■ Excerpt
(begin)
Pabrik Kertas Indonesia or commonly known abbreviated as Pakerin or PT. Pakerin is an Indonesian pulp and paper company based in Surabaya, East Java. Pakerin was founded in 1977 at Mojokerto Regency by Njoo, Soegiharto.

History 
In 1970s, many sugar mills in Indonesia faced waste disposal problems. Only a small portion of their wastes (bagasse) can be used as fuels. As the result, sugar mills had to spend a significant amount of money for disposal purposes. Similarly, factories producing corrugated cardboard boxes and printed paper experienced difficulty in disposing their wastes, rejects, and paper trims.

Njoo Soegiharto, the founder of Pakerin, saw the opportunity to use the waste as a raw material to manufacture pulp and paper. This idea is also supported by the fact that most industrial papers had to be imported from overseas. Responding to these market opportunities, PT. Pakerin was established in 1977 in Bangun Village, Mojokerto Regency is approximately distance about 38 km from southwestern of Surabaya.

Pakerin started its business with one bagasse pulping plant, one waste water treatment plant, and one paper machine producing Duplex Board. On December 28, 1985 Pakerin expanded its factory with 6 paper mills with an installed capacity of 700,000 tons per year.
(end)
■ Listing
(begin)
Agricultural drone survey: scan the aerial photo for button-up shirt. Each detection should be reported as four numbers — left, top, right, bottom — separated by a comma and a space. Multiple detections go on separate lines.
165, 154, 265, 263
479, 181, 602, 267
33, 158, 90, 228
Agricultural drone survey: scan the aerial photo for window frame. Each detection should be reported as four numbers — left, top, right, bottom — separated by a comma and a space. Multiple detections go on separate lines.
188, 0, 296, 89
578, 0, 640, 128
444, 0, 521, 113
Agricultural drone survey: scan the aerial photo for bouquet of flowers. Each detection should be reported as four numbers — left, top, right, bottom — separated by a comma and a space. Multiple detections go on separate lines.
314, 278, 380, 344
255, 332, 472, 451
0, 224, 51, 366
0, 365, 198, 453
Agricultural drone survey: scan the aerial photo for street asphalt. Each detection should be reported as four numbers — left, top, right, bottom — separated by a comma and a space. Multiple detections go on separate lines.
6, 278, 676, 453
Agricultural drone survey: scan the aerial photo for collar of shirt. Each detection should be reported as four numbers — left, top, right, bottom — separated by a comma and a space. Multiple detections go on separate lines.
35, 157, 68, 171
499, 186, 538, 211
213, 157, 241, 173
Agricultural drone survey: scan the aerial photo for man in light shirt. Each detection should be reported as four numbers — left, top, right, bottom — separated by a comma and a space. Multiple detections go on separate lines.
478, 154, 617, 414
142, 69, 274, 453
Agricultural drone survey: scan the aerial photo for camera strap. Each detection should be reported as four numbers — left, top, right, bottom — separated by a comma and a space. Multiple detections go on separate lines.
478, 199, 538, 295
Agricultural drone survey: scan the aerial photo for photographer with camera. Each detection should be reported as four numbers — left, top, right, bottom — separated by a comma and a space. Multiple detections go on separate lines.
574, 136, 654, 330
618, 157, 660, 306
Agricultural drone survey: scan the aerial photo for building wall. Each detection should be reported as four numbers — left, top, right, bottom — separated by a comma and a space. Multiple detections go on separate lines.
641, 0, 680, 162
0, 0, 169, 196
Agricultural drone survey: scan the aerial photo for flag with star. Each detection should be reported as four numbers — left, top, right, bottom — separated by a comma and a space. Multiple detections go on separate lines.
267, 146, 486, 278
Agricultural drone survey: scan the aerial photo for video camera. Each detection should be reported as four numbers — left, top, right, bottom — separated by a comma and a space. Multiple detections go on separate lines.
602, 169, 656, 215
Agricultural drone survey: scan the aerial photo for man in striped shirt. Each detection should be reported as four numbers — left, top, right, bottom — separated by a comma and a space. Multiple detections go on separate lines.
(end)
■ Exercise
Reproduce the Pakerin company history above word for word, from start to finish.

■ Response to this exercise
Pabrik Kertas Indonesia or commonly known abbreviated as Pakerin or PT. Pakerin is an Indonesian pulp and paper company based in Surabaya, East Java. Pakerin was founded in 1977 at Mojokerto Regency by Njoo, Soegiharto.

History 
In 1970s, many sugar mills in Indonesia faced waste disposal problems. Only a small portion of their wastes (bagasse) can be used as fuels. As the result, sugar mills had to spend a significant amount of money for disposal purposes. Similarly, factories producing corrugated cardboard boxes and printed paper experienced difficulty in disposing their wastes, rejects, and paper trims.

Njoo Soegiharto, the founder of Pakerin, saw the opportunity to use the waste as a raw material to manufacture pulp and paper. This idea is also supported by the fact that most industrial papers had to be imported from overseas. Responding to these market opportunities, PT. Pakerin was established in 1977 in Bangun Village, Mojokerto Regency is approximately distance about 38 km from southwestern of Surabaya.

Pakerin started its business with one bagasse pulping plant, one waste water treatment plant, and one paper machine producing Duplex Board. On December 28, 1985 Pakerin expanded its factory with 6 paper mills with an installed capacity of 700,000 tons per year.